* **Exercise aim**:
Revise the records below so that each occurrence of "Pinpoint" becomes "Locate", leaving every other word and character unchanged.
# Start of Information provided
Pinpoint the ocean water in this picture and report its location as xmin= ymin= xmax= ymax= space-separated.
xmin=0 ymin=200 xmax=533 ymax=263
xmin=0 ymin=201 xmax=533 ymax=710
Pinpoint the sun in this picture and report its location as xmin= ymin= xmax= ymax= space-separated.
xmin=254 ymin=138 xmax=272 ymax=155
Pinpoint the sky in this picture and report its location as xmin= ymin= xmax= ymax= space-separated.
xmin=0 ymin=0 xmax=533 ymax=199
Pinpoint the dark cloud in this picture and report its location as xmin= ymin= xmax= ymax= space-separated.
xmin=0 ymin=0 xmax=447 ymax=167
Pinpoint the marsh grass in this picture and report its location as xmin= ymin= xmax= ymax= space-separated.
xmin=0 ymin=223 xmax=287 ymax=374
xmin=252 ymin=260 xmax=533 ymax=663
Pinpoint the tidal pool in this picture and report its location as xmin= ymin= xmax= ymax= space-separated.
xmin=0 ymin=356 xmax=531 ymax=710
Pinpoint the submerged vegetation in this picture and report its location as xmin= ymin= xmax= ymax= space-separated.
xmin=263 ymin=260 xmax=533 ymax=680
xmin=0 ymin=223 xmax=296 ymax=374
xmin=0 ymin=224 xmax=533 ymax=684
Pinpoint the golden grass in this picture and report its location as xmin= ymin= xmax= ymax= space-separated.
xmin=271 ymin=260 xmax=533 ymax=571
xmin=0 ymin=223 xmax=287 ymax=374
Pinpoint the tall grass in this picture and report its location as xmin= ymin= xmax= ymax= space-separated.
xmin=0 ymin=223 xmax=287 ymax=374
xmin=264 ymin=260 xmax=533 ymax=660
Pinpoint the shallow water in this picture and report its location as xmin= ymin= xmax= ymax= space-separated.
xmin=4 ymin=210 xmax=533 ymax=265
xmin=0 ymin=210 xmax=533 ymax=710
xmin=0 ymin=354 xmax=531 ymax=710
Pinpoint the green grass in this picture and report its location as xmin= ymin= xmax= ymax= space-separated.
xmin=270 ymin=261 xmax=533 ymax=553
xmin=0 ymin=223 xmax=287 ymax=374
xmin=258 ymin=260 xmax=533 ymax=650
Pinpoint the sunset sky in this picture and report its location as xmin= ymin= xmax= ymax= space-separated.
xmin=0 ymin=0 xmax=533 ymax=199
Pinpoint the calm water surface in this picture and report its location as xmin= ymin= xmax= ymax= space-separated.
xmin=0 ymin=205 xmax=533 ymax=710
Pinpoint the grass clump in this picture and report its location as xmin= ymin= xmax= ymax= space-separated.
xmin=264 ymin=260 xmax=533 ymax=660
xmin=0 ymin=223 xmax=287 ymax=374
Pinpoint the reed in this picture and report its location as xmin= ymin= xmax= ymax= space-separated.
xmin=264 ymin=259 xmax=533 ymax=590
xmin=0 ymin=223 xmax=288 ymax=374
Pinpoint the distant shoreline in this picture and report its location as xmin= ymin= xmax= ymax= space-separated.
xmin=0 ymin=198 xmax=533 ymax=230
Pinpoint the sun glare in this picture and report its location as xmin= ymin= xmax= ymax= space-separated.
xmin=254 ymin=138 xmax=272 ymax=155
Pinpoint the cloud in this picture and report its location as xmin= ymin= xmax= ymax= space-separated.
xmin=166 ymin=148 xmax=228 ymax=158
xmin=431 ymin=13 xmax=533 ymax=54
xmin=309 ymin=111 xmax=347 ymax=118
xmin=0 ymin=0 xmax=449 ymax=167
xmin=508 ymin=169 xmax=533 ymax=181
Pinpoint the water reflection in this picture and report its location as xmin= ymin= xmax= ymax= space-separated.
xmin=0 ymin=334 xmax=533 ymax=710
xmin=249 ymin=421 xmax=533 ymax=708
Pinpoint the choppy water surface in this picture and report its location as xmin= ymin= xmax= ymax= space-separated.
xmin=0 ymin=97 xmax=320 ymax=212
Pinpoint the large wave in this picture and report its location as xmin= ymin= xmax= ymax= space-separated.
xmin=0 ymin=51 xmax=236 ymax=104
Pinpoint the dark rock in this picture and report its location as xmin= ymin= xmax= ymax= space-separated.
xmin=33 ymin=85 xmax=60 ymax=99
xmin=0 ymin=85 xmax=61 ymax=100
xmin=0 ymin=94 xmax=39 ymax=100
# End of Information provided
* **The completed task**:
Locate the ocean water in this picture and report its location as xmin= ymin= xmax= ymax= space-separated.
xmin=0 ymin=200 xmax=533 ymax=263
xmin=0 ymin=201 xmax=533 ymax=710
Locate the sun in this picture and report its location as xmin= ymin= xmax= ymax= space-separated.
xmin=254 ymin=138 xmax=272 ymax=155
Locate the sky in this picture and report its location as xmin= ymin= xmax= ymax= space-separated.
xmin=0 ymin=0 xmax=533 ymax=199
Locate the dark cloud in this picture and report its location as xmin= ymin= xmax= ymax= space-separated.
xmin=0 ymin=0 xmax=447 ymax=167
Locate the marsh grass in this picture and report its location as xmin= ymin= xmax= ymax= space-separated.
xmin=0 ymin=223 xmax=287 ymax=374
xmin=252 ymin=260 xmax=533 ymax=663
Locate the tidal pool in this picture and report its location as xmin= ymin= xmax= ymax= space-separated.
xmin=0 ymin=356 xmax=531 ymax=710
Locate the submerged vegetation in this picture and report its location as xmin= ymin= xmax= ymax= space-separated.
xmin=263 ymin=260 xmax=533 ymax=680
xmin=0 ymin=223 xmax=296 ymax=374
xmin=0 ymin=224 xmax=533 ymax=684
Locate the golden grass in this picture and report its location as xmin= ymin= xmax= ymax= space-separated.
xmin=271 ymin=260 xmax=533 ymax=571
xmin=0 ymin=223 xmax=287 ymax=374
Locate the tall grass in this picture and report its location as xmin= ymin= xmax= ymax= space-separated.
xmin=0 ymin=223 xmax=287 ymax=374
xmin=264 ymin=260 xmax=533 ymax=660
Locate the shallow water in this picture and report its location as xmin= ymin= xmax= ymax= space-separated.
xmin=4 ymin=210 xmax=533 ymax=265
xmin=0 ymin=210 xmax=533 ymax=710
xmin=0 ymin=354 xmax=531 ymax=710
Locate the green grass in this picture and report its location as xmin= ymin= xmax= ymax= space-separated.
xmin=270 ymin=261 xmax=533 ymax=553
xmin=0 ymin=223 xmax=287 ymax=374
xmin=258 ymin=260 xmax=533 ymax=650
Locate the sunset sky in this picture and report its location as xmin= ymin= xmax= ymax= space-separated.
xmin=0 ymin=0 xmax=533 ymax=199
Locate the calm water surface in this picture and report its location as xmin= ymin= xmax= ymax= space-separated.
xmin=0 ymin=205 xmax=533 ymax=710
Locate the grass clump in this picture and report its location as xmin= ymin= xmax= ymax= space-separated.
xmin=264 ymin=260 xmax=533 ymax=660
xmin=0 ymin=223 xmax=287 ymax=374
Locate the reed in this picture and report its location as xmin= ymin= xmax= ymax= space-separated.
xmin=264 ymin=259 xmax=533 ymax=590
xmin=0 ymin=223 xmax=288 ymax=374
Locate the distant shoreline in this picture and report its location as xmin= ymin= xmax= ymax= space-separated.
xmin=0 ymin=198 xmax=533 ymax=230
Locate the sun glare in this picture and report its location as xmin= ymin= xmax= ymax= space-separated.
xmin=254 ymin=138 xmax=272 ymax=155
Locate the cloud in this picture and report its location as xmin= ymin= xmax= ymax= space-separated.
xmin=166 ymin=148 xmax=228 ymax=158
xmin=431 ymin=13 xmax=533 ymax=54
xmin=309 ymin=111 xmax=347 ymax=118
xmin=0 ymin=0 xmax=449 ymax=167
xmin=508 ymin=169 xmax=533 ymax=181
Locate the water reflection in this picture and report its location as xmin= ymin= xmax= ymax= space-separated.
xmin=0 ymin=334 xmax=533 ymax=710
xmin=249 ymin=421 xmax=533 ymax=708
Locate the choppy water surface in this picture and report its location as xmin= ymin= xmax= ymax= space-separated.
xmin=0 ymin=97 xmax=320 ymax=212
Locate the large wave in this picture and report its location as xmin= ymin= xmax= ymax= space-separated.
xmin=0 ymin=51 xmax=236 ymax=104
Locate the dark rock in this picture and report its location as xmin= ymin= xmax= ymax= space-separated.
xmin=33 ymin=85 xmax=60 ymax=99
xmin=0 ymin=85 xmax=61 ymax=100
xmin=0 ymin=94 xmax=39 ymax=100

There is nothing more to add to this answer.